Task requirements:
Arrange the records below as a two-column CSV with the columns "request" and "points", one row per request. Put each request's text and its answer in a single quoted field, turning any line breaks into spaces.

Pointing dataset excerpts
## BEGIN

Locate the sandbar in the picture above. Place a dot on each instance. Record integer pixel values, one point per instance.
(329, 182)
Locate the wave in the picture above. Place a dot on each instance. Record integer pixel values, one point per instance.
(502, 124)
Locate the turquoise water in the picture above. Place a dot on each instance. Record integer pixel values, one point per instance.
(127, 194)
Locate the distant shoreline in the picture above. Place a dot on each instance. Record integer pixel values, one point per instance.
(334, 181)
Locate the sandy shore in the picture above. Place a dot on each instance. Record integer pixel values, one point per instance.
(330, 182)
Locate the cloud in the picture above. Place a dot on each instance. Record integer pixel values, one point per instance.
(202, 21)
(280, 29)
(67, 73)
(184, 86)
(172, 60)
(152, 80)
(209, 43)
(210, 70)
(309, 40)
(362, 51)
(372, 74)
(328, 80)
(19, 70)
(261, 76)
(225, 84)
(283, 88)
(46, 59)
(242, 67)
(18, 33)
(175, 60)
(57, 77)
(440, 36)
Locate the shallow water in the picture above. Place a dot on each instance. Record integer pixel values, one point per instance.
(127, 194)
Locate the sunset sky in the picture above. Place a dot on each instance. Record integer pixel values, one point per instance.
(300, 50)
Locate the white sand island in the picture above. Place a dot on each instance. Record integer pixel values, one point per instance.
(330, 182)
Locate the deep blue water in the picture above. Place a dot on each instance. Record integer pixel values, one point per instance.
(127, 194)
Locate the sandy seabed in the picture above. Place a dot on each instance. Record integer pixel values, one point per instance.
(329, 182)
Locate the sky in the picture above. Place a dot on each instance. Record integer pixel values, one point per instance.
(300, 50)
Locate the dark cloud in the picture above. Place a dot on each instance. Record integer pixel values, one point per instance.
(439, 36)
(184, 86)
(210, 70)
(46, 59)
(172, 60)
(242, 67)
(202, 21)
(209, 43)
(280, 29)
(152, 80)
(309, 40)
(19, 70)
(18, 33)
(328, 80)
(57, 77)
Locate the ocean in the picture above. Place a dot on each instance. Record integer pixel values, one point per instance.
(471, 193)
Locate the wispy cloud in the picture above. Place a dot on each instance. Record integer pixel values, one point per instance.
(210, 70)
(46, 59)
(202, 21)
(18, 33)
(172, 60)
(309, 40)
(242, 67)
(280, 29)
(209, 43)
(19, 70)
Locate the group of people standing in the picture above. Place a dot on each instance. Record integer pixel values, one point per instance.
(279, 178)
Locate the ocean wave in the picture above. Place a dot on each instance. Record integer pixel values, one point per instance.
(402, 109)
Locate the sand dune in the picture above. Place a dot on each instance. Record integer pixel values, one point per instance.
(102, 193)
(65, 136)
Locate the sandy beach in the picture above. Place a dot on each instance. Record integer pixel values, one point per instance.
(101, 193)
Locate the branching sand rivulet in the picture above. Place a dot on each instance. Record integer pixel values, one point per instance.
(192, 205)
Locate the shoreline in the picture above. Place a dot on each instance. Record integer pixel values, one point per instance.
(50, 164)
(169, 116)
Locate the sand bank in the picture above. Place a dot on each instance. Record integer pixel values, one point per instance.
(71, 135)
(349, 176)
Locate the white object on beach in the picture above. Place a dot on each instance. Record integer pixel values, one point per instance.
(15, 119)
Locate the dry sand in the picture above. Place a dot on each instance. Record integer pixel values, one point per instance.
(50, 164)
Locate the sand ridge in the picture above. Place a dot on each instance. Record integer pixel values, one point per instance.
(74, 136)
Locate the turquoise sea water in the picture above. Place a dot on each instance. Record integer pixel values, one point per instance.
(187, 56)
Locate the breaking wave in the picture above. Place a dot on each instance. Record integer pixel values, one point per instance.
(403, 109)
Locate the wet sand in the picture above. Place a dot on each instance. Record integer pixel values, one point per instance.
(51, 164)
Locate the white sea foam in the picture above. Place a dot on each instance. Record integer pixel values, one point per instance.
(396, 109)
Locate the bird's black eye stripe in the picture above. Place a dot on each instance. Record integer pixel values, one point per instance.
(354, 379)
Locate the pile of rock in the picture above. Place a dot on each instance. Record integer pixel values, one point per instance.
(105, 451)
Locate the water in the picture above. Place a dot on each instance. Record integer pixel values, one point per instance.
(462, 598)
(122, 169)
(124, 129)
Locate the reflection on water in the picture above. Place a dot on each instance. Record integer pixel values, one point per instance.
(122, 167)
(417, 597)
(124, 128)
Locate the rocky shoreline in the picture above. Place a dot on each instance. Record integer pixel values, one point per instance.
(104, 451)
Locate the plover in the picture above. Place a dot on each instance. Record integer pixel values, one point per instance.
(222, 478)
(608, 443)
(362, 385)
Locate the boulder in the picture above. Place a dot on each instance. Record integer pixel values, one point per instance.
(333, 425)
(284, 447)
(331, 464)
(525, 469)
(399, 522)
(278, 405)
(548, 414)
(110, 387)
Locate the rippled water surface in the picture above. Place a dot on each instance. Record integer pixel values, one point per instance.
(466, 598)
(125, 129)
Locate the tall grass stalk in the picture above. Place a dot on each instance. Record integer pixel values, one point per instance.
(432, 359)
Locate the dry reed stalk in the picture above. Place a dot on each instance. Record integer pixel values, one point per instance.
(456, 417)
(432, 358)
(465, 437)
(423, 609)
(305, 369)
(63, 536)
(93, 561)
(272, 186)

## END

Exercise response:
request,points
"Locate the sandbar in the picture above. Place a dot on each instance. Record integer pixel values, one point per instance.","(329, 182)"
"Locate the wave in the picture above. Place a dot on each instance. Record integer pixel values, one point per instance.","(502, 124)"
"Locate the turquoise water in the picture above. Place a dot on each instance. Record integer pixel values, one point per instance.","(127, 194)"
"Locate the distant shoreline in the picture above. Place a dot on each instance. Record integer pixel values, one point per instance.","(334, 181)"
"Locate the sandy shore in the picture above. Place a dot on each instance. Record integer pixel values, one point per instance.","(330, 182)"
"Locate the cloud in the picture above. Place a dot on each instance. Record integer pixel values, one point per instance.","(202, 21) (280, 29) (67, 73) (184, 86) (172, 60) (152, 80) (209, 43) (210, 70) (309, 40) (362, 51) (372, 74) (328, 80) (19, 70) (261, 76) (225, 84) (283, 88) (46, 59) (242, 67) (18, 33) (175, 60) (57, 77) (440, 36)"
"Locate the shallow water in the picture above. Place a dot on each instance. Record integer pixel values, one point per instance.","(127, 194)"
"Locate the sunset sky in the picture above. Place a dot on each instance. Record integer pixel values, one point per instance.","(300, 50)"
"Locate the white sand island in the picture above. Place a dot on each instance. Record integer pixel values, one point per instance.","(330, 182)"
"Locate the deep blue water in the picture above. Place a dot on each instance. Record integer pixel values, one point per instance.","(127, 194)"
"Locate the sandy seabed in the picture above. Place a dot on each instance. Record integer pixel values, one point per instance.","(329, 182)"
"Locate the sky in the picture above. Place a dot on each instance. Record integer pixel values, one point per instance.","(300, 50)"
"Locate the dark cloud in the picture above. Place a dot on each instance. Record integer pixel values, one point per instance.","(439, 36) (184, 86) (210, 70) (46, 59) (172, 60) (242, 67) (202, 21) (209, 43) (280, 29) (152, 80) (309, 40) (19, 70) (18, 33) (328, 80) (57, 77)"
"Locate the ocean in the picture above. Place a dot on each instance. Record integer pixel values, one point per instance.","(471, 193)"
"Locate the wispy cloud in the picture above. Place a dot on each instance. Record integer pixel values, one point per instance.","(210, 70) (46, 59) (202, 21) (18, 33) (172, 60) (309, 40) (242, 67) (280, 29) (209, 43) (19, 70)"
"Locate the group of people standing in the picture above. Place a dot on each instance. Record integer pixel values, one point per instance.","(279, 178)"
"Locate the ocean wave in the picture above. Place a dot on each instance. Record integer pixel values, one point per instance.","(402, 109)"
"Locate the sand dune in the picture above. Place a dot on each instance. Record integer pixel values, one point per instance.","(102, 193) (65, 136)"
"Locate the sandy beach in the picture above. Place a dot on each instance. Record integer pixel values, one point per instance.","(101, 193)"
"Locate the branching sand rivulet in the picture above. Place a dot on each instance. Record integer pixel values, one point per instance.","(192, 205)"
"Locate the shoreline in the picture above. Place a dot on each instance. Record integer pixel values, one point per instance.","(50, 164) (169, 116)"
"Locate the sand bank in the picture above. Place a dot on each instance. Record integer pixel values, one point per instance.","(71, 135) (349, 176)"
"Locate the white object on beach in the picture above. Place a dot on each instance. Record integer pixel values, one point per instance.","(15, 119)"
"Locate the dry sand in the picture above. Place a dot on each instance. Record integer pixel values, one point per instance.","(50, 164)"
"Locate the sand ridge in the picture above. Place a dot on each instance. Record integer pixel values, one point per instance.","(74, 136)"
"Locate the turquoise sea water in the picture above. Place a dot on each instance. Record integer pixel values, one point per instance.","(187, 56)"
"Locate the breaking wave in the picture above. Place a dot on each instance. Record integer pixel values, one point per instance.","(403, 109)"
"Locate the wet sand in the picture above. Place a dot on each instance. Record integer pixel values, one point per instance.","(51, 164)"
"Locate the white sea foam in the picture above. Place a dot on each instance. Record integer pixel values, one point per instance.","(396, 109)"
"Locate the bird's black eye stripe in the picture above. Place a dot on each instance. Record integer pixel values, one point per instance.","(354, 379)"
"Locate the pile of rock in the picture above. Place a dot on each instance. Record integer pixel values, one point per instance.","(105, 451)"
"Locate the water in the picture above. Place a dot on each instance. Record integer pixel values, one point per instance.","(462, 598) (122, 169) (124, 129)"
"Locate the reflection on water in the picture above. Place a dot on each instance. Record integer pixel values, one point per instance.","(122, 167) (417, 597) (124, 128)"
"Locate the rocky shoreline in the picture above. Place a dot on each instance. Record integer pixel values, one point per instance.","(104, 451)"
"Locate the plover in the picture above. Place a dot on each instance. Record integer pixel values, one point per instance.","(222, 478) (608, 443) (362, 385)"
"Locate the boulder in the picture above. Place a dot on each instance. Record integer pixel values, one point per instance.","(333, 425) (284, 447) (331, 464) (525, 469) (399, 522) (278, 405) (548, 414) (110, 387)"
"Locate the rippled water surface in the picture above. Place a dot on each instance. Record integer pixel values, one point per instance.","(466, 598) (125, 129)"
"Locate the tall grass stalk in the picture above. Place a dot on each instance. Record integer pixel values, one point per instance.","(432, 359)"
"Locate the dry reed stalk in the picture above. Place a dot on each instance. Record integer pixel values, one point per instance.","(456, 417) (432, 358) (465, 437) (423, 609) (305, 369) (63, 536) (93, 561) (272, 186)"